**WHAT NEEDS TO BE DONE**
Pull out every line in the material below that contains the word "decorative", and list those lines.

(Source records)
— start —

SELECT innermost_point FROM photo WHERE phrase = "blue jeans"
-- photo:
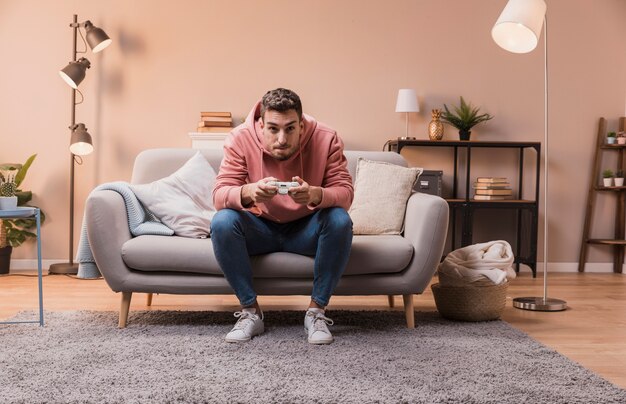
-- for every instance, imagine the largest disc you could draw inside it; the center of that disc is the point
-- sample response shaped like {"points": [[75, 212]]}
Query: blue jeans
{"points": [[325, 235]]}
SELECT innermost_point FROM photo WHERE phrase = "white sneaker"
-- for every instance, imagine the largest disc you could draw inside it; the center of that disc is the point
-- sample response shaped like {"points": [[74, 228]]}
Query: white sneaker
{"points": [[315, 324], [249, 325]]}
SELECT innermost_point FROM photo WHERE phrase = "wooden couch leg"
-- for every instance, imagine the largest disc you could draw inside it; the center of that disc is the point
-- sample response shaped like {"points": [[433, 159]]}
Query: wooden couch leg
{"points": [[124, 308], [409, 311]]}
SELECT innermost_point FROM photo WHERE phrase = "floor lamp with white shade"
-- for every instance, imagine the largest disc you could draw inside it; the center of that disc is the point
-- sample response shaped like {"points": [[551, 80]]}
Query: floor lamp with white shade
{"points": [[517, 30]]}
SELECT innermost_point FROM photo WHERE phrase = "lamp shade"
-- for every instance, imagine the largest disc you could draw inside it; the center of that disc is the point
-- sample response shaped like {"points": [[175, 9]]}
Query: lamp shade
{"points": [[96, 37], [519, 26], [407, 101], [80, 143], [75, 72]]}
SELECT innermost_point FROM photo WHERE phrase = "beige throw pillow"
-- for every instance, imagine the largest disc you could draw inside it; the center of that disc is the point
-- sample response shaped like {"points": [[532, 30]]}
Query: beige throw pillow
{"points": [[381, 191], [182, 201]]}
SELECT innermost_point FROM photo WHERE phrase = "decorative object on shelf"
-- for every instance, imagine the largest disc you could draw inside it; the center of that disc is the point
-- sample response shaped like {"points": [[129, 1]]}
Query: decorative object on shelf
{"points": [[517, 30], [607, 178], [619, 178], [407, 102], [613, 236], [464, 118], [80, 140], [14, 232], [435, 127]]}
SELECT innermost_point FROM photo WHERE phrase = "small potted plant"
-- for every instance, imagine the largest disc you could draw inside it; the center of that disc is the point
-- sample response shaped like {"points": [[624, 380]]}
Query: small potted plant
{"points": [[464, 118], [607, 177], [8, 188], [610, 137], [619, 178], [14, 232]]}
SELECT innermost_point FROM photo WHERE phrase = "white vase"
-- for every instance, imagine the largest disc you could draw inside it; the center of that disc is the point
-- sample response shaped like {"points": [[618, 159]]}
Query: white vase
{"points": [[8, 202]]}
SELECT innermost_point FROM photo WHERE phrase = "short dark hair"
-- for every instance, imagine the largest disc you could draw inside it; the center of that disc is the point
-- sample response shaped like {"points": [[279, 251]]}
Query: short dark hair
{"points": [[281, 100]]}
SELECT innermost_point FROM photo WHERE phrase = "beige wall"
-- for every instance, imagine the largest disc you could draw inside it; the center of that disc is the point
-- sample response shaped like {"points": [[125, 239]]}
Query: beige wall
{"points": [[346, 59]]}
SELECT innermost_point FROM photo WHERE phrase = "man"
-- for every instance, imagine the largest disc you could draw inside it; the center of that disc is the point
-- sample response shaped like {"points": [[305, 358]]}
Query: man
{"points": [[278, 142]]}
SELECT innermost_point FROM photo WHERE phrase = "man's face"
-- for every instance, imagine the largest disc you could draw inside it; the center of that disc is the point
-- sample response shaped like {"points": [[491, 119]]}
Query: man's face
{"points": [[281, 133]]}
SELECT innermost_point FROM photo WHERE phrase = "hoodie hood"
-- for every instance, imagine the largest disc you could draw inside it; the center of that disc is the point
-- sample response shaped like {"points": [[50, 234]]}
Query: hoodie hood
{"points": [[253, 125]]}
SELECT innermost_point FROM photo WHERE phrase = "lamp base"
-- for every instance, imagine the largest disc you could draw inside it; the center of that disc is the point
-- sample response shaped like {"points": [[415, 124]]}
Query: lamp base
{"points": [[63, 268], [539, 304]]}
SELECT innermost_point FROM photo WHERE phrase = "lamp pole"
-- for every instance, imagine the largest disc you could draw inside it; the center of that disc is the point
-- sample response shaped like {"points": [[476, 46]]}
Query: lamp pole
{"points": [[543, 303], [70, 267]]}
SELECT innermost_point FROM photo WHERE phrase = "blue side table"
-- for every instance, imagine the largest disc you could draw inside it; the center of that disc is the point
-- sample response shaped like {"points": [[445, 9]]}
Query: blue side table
{"points": [[25, 212]]}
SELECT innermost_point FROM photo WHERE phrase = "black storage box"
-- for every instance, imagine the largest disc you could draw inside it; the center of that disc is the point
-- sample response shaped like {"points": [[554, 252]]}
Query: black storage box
{"points": [[430, 182]]}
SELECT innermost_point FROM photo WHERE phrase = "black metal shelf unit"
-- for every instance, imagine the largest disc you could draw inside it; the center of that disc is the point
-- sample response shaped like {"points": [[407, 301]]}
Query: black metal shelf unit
{"points": [[466, 206]]}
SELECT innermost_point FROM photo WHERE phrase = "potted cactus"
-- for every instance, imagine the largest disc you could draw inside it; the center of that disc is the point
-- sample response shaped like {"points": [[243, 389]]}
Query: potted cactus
{"points": [[8, 188], [611, 137], [607, 177], [13, 232], [619, 178]]}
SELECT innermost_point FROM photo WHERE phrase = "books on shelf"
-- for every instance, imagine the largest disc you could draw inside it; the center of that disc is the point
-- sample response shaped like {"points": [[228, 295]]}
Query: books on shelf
{"points": [[504, 192], [490, 197], [492, 188], [215, 129], [209, 124], [215, 121], [215, 114], [492, 180]]}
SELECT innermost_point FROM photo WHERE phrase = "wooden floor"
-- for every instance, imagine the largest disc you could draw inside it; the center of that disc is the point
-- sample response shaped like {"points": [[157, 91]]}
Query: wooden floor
{"points": [[591, 332]]}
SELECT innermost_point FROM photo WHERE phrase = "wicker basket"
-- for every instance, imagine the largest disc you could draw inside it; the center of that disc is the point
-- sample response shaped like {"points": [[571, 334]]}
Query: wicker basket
{"points": [[470, 303]]}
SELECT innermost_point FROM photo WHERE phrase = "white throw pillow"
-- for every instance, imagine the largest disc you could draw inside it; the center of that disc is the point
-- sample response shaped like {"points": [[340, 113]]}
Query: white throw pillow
{"points": [[381, 191], [182, 201]]}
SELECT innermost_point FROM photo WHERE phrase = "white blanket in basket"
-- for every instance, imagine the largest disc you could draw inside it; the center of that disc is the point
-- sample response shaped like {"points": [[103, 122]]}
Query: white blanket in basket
{"points": [[491, 260]]}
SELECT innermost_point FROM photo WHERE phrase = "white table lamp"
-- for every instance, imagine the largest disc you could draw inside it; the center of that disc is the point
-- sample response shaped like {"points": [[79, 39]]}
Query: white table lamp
{"points": [[407, 102]]}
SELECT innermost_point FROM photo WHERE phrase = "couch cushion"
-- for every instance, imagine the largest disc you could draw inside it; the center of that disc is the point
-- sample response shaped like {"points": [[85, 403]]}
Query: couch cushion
{"points": [[182, 201], [381, 191], [369, 255]]}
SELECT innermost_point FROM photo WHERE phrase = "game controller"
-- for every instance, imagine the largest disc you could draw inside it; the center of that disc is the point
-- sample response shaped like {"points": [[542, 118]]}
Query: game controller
{"points": [[283, 187]]}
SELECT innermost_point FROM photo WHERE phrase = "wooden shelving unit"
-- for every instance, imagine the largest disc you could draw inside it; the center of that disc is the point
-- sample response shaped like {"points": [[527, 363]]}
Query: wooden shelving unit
{"points": [[618, 242]]}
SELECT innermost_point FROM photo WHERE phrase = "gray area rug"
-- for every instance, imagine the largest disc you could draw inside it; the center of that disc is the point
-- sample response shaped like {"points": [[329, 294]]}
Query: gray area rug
{"points": [[181, 357]]}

— end —

**RESULT FOR THIS TASK**
SELECT innermost_point FROM photo WHERE phrase = "decorative object on shelf"
Query: decorative object on shelf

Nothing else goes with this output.